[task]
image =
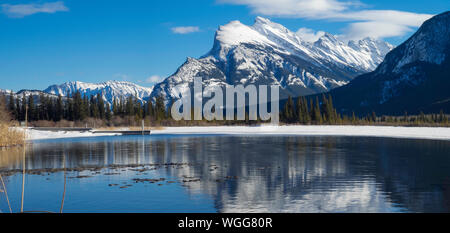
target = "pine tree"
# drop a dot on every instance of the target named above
(288, 111)
(59, 111)
(101, 106)
(31, 109)
(317, 114)
(160, 109)
(108, 112)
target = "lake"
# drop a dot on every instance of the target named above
(220, 173)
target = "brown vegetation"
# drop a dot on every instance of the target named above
(8, 136)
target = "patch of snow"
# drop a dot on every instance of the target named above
(360, 131)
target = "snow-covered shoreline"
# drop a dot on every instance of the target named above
(435, 133)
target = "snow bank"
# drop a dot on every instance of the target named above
(39, 135)
(372, 131)
(365, 131)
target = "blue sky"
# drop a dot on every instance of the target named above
(50, 42)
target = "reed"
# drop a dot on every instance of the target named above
(11, 136)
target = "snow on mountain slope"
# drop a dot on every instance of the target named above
(110, 90)
(267, 53)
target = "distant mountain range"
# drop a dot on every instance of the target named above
(109, 91)
(267, 53)
(414, 77)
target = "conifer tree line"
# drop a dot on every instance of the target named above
(302, 110)
(321, 111)
(80, 107)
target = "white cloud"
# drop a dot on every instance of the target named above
(154, 79)
(309, 35)
(374, 29)
(362, 23)
(185, 30)
(22, 10)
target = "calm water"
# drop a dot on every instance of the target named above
(230, 174)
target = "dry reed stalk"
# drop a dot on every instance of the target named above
(6, 193)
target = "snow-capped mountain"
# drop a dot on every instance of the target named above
(414, 77)
(267, 53)
(110, 90)
(26, 93)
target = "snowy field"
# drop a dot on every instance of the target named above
(39, 135)
(372, 131)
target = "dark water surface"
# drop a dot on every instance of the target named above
(207, 173)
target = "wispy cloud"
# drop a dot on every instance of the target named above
(185, 30)
(22, 10)
(361, 22)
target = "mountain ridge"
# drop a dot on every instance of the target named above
(413, 77)
(267, 53)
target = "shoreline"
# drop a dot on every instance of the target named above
(434, 133)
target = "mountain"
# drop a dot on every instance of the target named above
(20, 94)
(267, 53)
(414, 77)
(110, 90)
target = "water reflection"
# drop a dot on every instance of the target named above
(273, 174)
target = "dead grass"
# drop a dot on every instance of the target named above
(10, 136)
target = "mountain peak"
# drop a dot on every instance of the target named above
(262, 20)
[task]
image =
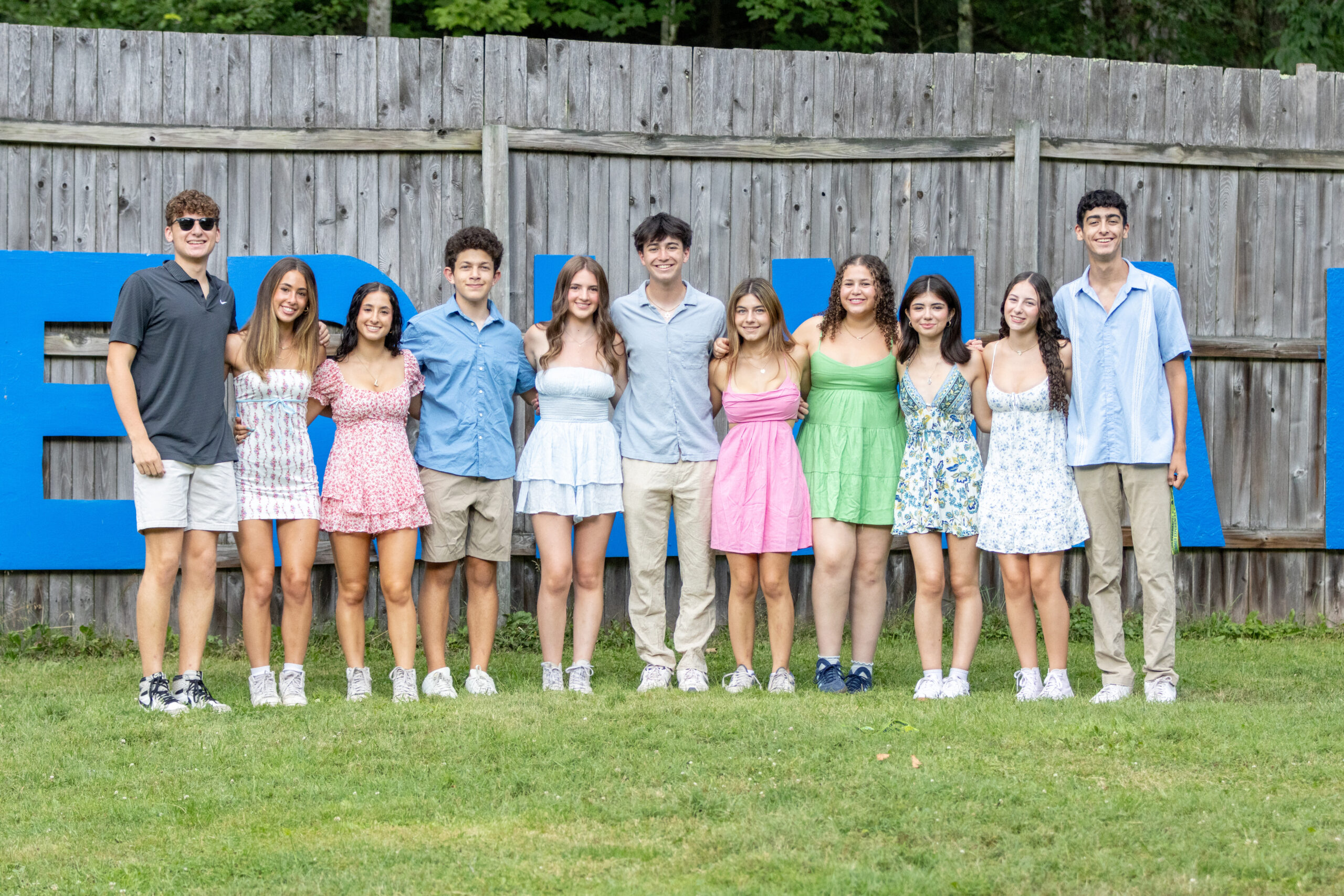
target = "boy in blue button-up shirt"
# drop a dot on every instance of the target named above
(474, 366)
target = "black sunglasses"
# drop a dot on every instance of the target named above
(187, 224)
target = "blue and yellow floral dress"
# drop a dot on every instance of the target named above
(940, 475)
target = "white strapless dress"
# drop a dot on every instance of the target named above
(572, 462)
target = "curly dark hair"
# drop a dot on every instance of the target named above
(886, 319)
(474, 238)
(1047, 336)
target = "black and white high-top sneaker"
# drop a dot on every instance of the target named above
(191, 691)
(155, 696)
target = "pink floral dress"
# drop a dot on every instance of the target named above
(371, 481)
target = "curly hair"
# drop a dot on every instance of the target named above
(886, 318)
(1047, 336)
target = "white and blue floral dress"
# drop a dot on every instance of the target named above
(940, 473)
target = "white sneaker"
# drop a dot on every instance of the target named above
(738, 681)
(929, 690)
(292, 688)
(440, 684)
(1057, 686)
(1028, 684)
(359, 683)
(1160, 690)
(404, 686)
(654, 676)
(479, 683)
(1112, 693)
(581, 678)
(953, 688)
(262, 690)
(781, 681)
(692, 680)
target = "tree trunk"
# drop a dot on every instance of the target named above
(380, 18)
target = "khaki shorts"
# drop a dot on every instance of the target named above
(468, 516)
(187, 496)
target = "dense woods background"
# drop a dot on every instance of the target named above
(1247, 34)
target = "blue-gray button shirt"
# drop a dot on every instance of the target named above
(664, 414)
(471, 378)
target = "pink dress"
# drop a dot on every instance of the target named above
(761, 499)
(371, 481)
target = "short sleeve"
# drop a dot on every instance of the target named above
(135, 307)
(326, 383)
(414, 379)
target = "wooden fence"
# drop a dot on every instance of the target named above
(381, 148)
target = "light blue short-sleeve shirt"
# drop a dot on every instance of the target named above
(1120, 409)
(664, 416)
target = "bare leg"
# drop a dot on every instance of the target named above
(154, 597)
(350, 550)
(483, 610)
(298, 551)
(779, 608)
(869, 601)
(197, 599)
(591, 537)
(964, 562)
(395, 566)
(258, 562)
(1053, 606)
(835, 546)
(554, 535)
(1022, 614)
(927, 554)
(742, 587)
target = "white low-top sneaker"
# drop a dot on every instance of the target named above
(262, 690)
(953, 688)
(692, 680)
(292, 688)
(1057, 686)
(479, 683)
(359, 683)
(1112, 693)
(929, 690)
(738, 681)
(1160, 690)
(654, 678)
(781, 681)
(440, 684)
(581, 678)
(1028, 684)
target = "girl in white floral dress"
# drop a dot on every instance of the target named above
(1028, 504)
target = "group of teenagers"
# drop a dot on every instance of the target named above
(1083, 394)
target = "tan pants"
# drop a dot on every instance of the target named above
(1104, 489)
(651, 491)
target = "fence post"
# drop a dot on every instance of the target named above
(1026, 181)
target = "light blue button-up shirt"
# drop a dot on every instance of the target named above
(664, 416)
(471, 378)
(1120, 409)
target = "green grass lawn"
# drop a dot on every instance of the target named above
(1235, 789)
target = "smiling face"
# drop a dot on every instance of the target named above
(1102, 233)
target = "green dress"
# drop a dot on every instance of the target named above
(853, 441)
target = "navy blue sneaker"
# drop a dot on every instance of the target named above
(858, 680)
(830, 679)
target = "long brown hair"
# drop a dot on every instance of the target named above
(261, 340)
(1047, 336)
(952, 349)
(886, 319)
(777, 340)
(606, 333)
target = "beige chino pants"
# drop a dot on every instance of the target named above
(1104, 489)
(651, 491)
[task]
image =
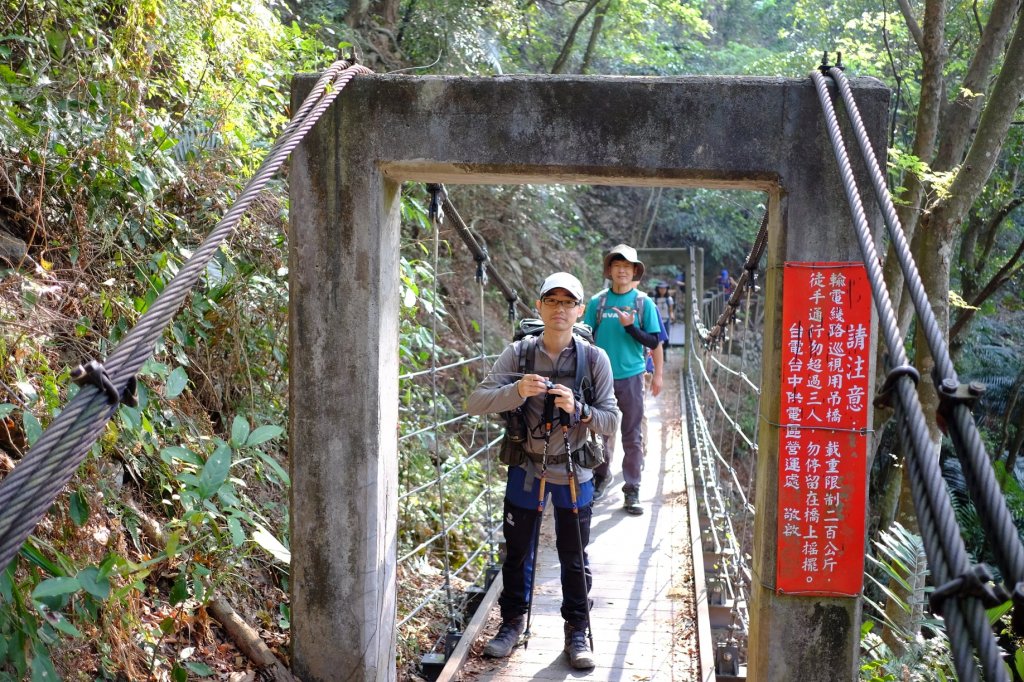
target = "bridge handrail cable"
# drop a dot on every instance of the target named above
(28, 492)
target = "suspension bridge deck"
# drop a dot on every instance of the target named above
(644, 614)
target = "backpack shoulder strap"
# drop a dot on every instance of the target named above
(582, 353)
(602, 302)
(527, 354)
(638, 303)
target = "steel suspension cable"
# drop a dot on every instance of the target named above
(984, 488)
(26, 495)
(747, 278)
(948, 556)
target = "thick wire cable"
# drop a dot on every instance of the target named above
(947, 557)
(981, 481)
(441, 502)
(28, 492)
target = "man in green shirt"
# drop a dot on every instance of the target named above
(624, 327)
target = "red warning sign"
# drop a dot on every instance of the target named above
(822, 466)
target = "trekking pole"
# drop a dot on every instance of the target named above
(548, 410)
(564, 420)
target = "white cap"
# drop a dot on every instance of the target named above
(563, 281)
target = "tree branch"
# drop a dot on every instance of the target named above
(962, 114)
(1005, 273)
(911, 24)
(988, 141)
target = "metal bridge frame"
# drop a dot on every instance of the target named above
(726, 132)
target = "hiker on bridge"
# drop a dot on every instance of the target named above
(666, 309)
(541, 459)
(631, 325)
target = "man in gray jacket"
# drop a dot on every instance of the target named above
(542, 395)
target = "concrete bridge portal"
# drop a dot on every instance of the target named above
(752, 133)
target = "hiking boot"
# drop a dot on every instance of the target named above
(506, 639)
(631, 500)
(578, 647)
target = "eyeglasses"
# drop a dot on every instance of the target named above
(549, 302)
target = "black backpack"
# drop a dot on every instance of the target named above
(527, 334)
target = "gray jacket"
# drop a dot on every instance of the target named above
(499, 393)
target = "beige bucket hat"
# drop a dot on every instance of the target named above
(629, 254)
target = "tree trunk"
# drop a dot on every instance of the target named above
(563, 57)
(595, 31)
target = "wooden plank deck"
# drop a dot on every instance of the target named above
(644, 615)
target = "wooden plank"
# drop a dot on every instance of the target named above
(473, 628)
(706, 644)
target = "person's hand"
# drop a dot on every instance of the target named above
(531, 384)
(626, 317)
(563, 398)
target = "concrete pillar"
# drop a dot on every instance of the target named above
(343, 270)
(749, 133)
(800, 637)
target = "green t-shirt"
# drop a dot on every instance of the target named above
---
• **Work to be completed**
Count the lines in the items above that contain the string "beige", treating uppercase and lowercase as different. Reply with the number alone.

• **Final answer**
2